=== Record excerpts ===

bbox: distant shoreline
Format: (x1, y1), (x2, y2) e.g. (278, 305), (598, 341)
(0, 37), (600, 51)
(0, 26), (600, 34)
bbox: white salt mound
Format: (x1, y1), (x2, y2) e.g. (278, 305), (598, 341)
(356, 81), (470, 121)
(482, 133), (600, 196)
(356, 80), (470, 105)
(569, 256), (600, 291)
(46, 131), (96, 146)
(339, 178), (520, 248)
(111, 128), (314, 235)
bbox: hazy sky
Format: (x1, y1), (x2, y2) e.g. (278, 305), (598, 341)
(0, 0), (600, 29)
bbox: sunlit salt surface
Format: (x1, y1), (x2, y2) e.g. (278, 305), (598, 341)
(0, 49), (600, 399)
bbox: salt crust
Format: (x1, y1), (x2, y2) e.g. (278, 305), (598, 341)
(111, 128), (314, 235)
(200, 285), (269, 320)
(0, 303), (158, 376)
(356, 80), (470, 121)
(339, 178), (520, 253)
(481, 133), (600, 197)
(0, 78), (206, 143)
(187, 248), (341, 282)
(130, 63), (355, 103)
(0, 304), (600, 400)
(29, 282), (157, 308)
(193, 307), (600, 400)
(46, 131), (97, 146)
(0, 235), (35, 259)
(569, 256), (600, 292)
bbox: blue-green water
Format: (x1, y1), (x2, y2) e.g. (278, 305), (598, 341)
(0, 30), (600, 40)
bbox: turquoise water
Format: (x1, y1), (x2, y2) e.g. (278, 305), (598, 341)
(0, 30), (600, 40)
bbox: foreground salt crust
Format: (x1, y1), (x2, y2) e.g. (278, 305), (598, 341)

===

Instructions to follow: Reproduce the material from its first line through the line holding "(0, 49), (600, 399)", inclusive, swapping "mound" for "heap" and keeping everything else the same.

Solution to the exercise:
bbox: distant shoreline
Format: (x1, y1), (x2, y2) e.g. (278, 305), (598, 341)
(0, 37), (600, 51)
(0, 26), (600, 34)
bbox: white salt heap
Format: (x1, y1), (x2, y2) e.g. (278, 305), (598, 341)
(356, 81), (470, 121)
(482, 133), (600, 196)
(356, 80), (470, 105)
(569, 256), (600, 291)
(46, 131), (96, 146)
(339, 178), (520, 248)
(111, 128), (314, 235)
bbox: hazy sky
Format: (x1, y1), (x2, y2) e.g. (278, 305), (598, 341)
(0, 0), (600, 29)
bbox: sunlit salt surface
Format: (x1, y1), (x2, y2) e.g. (278, 305), (598, 341)
(0, 49), (600, 399)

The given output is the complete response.